**GESELECTEERDE TEKST:**
------------------------------------------------------------

De White paper zet voor jonge kinderen, schoolkinderen en speciale doelgroepen op een rij welk (inter)nationaal onderzoek is gedaan en wat de positieve resultaten van natuur zijn voor de betreffende doelgroep. De paper sluit af met heldere conclusies uit de meer dan 60 onderzoeken die in de White paper zijn besproken. Samengevat schetsen die een beeld van de gezondheidsvoordelen die het opgroeien in een groene omgeving kan bieden; van verbetering van de aandacht tot een vermindering van sociaal-emotionele problemen of een kleinere kans op overgewicht. Er worden effecten van een natuurlijke omgeving gevonden al voordat een kind geboren is. Natuur maakt kinderen ook fysiek weerbaarder en gezonder, deels door directe invloeden van voor het blote oog niet waarneembare stofjes op het immuunsysteem en andere fysiologische processen (Berg, A. van den, 2019).
Marjan Margadant is een van de eerste onderzoekers die fundamenteel onderzoek heeft gedaan naar wat kinderen en jongeren verstaan onder natuur, hoe ze natuur beleven en wat hun beelden zijn bij natuur. Voor haar is natuurbeleving een geïntegreerd concept. Het gaat niet alleen om emotionele beleving van natuur. Beleving van natuur heeft alles te maken met betekenisverlening en waarde-toekenning, begrippen die ten nauwste met elkaar zijn verbonden en niet los van elkaar kunnen worden gezien, zegt Margadant. Zij stelt dat iedere vorm van kennisoverdracht die geen poging doet om aansluiting te vinden bij de gevoelens, betekenisverlening en waarde-toekenning van leerlingen uiteindelijk vergeefse moeite is. Daarom is het van groot belang meer te weten over de natuurbeelden en -beleving van jongeren. Vertaald naar NME betekent dit dat leren over natuur en milieu onmogelijk is zonder aandacht voor natuurbeleving!
Margadant deed uitgebreid onderzoek onder kleuters (4-6 jaar), kinderen van 8-12 en onder jongeren van 12-18 jaar. De resultaten zijn te vinden in respectievelijk ‘Dierenjuf’, ‘Groen Verschiet’ en ‘Natuur en milieu uit de eerste hand’.

------------------------------------------------------------

**GETOONDE GEGEVENS:**
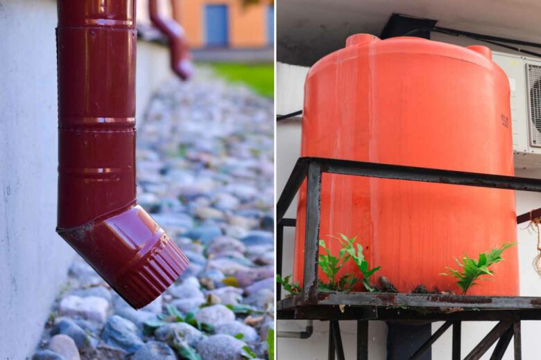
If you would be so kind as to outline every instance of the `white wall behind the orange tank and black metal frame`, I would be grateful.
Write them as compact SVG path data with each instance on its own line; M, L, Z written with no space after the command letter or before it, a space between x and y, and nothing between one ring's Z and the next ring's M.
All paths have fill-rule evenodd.
M450 37L438 37L440 41L445 39L452 42ZM461 45L464 40L461 39ZM308 68L278 63L276 67L276 93L277 93L277 114L287 114L302 109L304 96L304 78ZM285 182L296 159L300 154L300 119L286 120L277 124L277 195L280 196ZM541 171L516 170L516 176L541 178ZM517 192L517 214L526 213L533 208L541 207L541 195L532 192ZM295 217L296 201L291 205L286 217ZM519 240L519 262L520 262L520 294L522 296L541 296L541 279L533 271L531 266L535 257L537 235L526 229L523 224L517 231ZM292 273L293 265L293 238L294 231L286 228L284 231L284 260L283 273ZM278 321L277 329L287 331L299 331L304 328L303 321ZM441 323L434 323L432 331L438 329ZM462 336L462 357L472 350L490 330L495 323L465 323L463 324ZM328 324L314 323L315 332L311 339L277 339L277 357L280 360L309 360L326 359ZM355 335L356 326L354 322L341 322L343 332L343 344L346 359L354 359L355 356ZM538 334L541 332L541 323L535 321L524 321L522 323L522 350L523 359L538 359ZM370 322L369 326L369 357L370 360L386 359L386 325L381 322ZM512 346L508 348L504 359L513 359ZM490 351L483 359L490 358ZM451 359L451 332L433 345L432 359Z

------------------------------------------------------------

**TE BEANTWOORDEN VRAGEN:**
a - Neem uit de geselecteerde tekst woordelijk over wat begint bij "Margadant deed uitgebreid" en eindigt bij "de eerste hand’.".
b - Geef de titels van alle publicaties van Margadant die de geselecteerde tekst vermeldt.

**GENUMMERDE ANTWOORDEN:**
a -
Margadant deed uitgebreid onderzoek onder kleuters (4-6 jaar), kinderen van 8-12 en onder jongeren van 12-18 jaar. De resultaten zijn te vinden in respectievelijk ‘Dierenjuf’, ‘Groen Verschiet’ en ‘Natuur en milieu uit de eerste hand’.

b -
- Dierenjuf
- Groen Verschiet
- Natuur en milieu uit de eerste hand